**Given task**.
Copy every line of the listing below word for word, leaving the pictures out.

---- Dataset excerpts

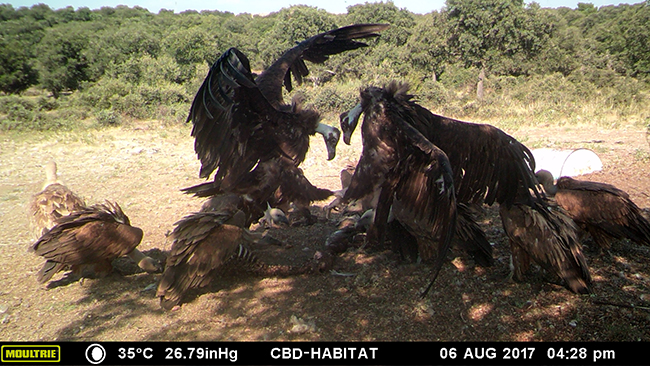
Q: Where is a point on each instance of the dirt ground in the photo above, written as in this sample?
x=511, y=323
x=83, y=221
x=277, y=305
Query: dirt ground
x=372, y=295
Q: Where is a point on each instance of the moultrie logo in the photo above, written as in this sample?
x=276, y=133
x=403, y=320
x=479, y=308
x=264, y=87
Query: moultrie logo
x=31, y=353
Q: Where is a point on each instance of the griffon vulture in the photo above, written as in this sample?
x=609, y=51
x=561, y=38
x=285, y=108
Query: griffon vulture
x=604, y=211
x=210, y=242
x=245, y=131
x=90, y=236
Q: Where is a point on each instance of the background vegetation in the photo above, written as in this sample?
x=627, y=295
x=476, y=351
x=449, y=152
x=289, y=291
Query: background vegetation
x=68, y=69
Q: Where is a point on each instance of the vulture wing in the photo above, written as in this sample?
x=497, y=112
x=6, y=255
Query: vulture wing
x=96, y=234
x=547, y=235
x=316, y=49
x=472, y=238
x=489, y=165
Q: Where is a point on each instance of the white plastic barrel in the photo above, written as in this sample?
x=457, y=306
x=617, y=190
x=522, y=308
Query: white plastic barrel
x=567, y=162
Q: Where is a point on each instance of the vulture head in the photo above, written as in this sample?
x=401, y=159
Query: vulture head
x=331, y=136
x=349, y=122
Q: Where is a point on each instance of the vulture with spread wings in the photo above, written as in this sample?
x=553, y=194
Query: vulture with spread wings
x=603, y=210
x=90, y=237
x=412, y=175
x=245, y=131
x=491, y=166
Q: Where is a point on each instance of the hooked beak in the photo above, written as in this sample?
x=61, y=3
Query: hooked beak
x=331, y=141
x=331, y=135
x=349, y=121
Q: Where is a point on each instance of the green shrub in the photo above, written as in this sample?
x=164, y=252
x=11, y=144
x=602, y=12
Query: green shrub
x=108, y=117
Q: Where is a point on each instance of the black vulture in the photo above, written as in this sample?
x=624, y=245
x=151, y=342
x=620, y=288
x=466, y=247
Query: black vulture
x=491, y=166
x=412, y=175
x=603, y=210
x=245, y=131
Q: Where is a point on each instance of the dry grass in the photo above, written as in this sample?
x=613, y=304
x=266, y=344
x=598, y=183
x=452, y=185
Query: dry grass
x=143, y=166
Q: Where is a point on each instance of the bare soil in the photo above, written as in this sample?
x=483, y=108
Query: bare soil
x=372, y=296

--------

**Finished task**.
Q: Where is a point on each instance of the dirt ground in the photo above, written as in this sample?
x=511, y=323
x=83, y=221
x=277, y=305
Query: dirt ground
x=372, y=295
Q: Where is a point on each instance of the moultrie logo in the photo above, written as in this sample?
x=276, y=133
x=403, y=320
x=479, y=308
x=264, y=87
Query: moultrie logo
x=31, y=353
Q: Where is a point on each instance of the griffon vulture in the photo above, written as in this sample?
x=609, y=51
x=561, y=38
x=285, y=108
Query: griffon vulture
x=604, y=211
x=210, y=242
x=245, y=131
x=90, y=236
Q: Where is a point on each instance of the background vegetation in the photo above, written as in this sample?
x=627, y=295
x=476, y=351
x=449, y=152
x=289, y=291
Query: background vegetation
x=68, y=69
Q: Where is a point on each instance of the vulture wing in the photo above, written as in this sample?
x=497, y=112
x=6, y=255
Query: vulture wing
x=96, y=234
x=547, y=235
x=316, y=49
x=472, y=238
x=489, y=165
Q: Where is a point on each instance of the white plastic barrel in the photo above, written as in this sample?
x=457, y=306
x=617, y=190
x=522, y=308
Query: white plastic barrel
x=567, y=162
Q: Where is a point on each instance of the vulture head in the photo above, written as in this sample?
x=401, y=159
Query: vulture head
x=331, y=136
x=349, y=122
Q: Where is a point on each instance of the vulture with spread wings in the photo above, written as in this sample?
x=553, y=194
Query: vulture with spread wings
x=603, y=210
x=90, y=237
x=412, y=175
x=245, y=131
x=491, y=166
Q: Where is a point on each instance of the hooked beak in the photo above, written as in this sample?
x=61, y=3
Query: hooked beak
x=331, y=141
x=331, y=135
x=349, y=121
Q: Where is a point on each instance of the green shrub in the photo above, written as in this sample?
x=164, y=252
x=11, y=144
x=602, y=12
Query: green shrub
x=108, y=117
Q: Where is a point on each instance of the black vulture in the photo above, written as in this sample?
x=624, y=245
x=151, y=342
x=620, y=288
x=466, y=247
Query: black vulture
x=491, y=166
x=412, y=175
x=603, y=210
x=245, y=131
Q: Where is a point on each instance of the dry grass in the photo above, written as in this sample?
x=613, y=304
x=266, y=344
x=598, y=183
x=452, y=185
Query: dry grass
x=143, y=166
Q: Where is a point on each instance of the bare soil in the photo above, written as in this sample?
x=483, y=108
Query: bare soil
x=372, y=296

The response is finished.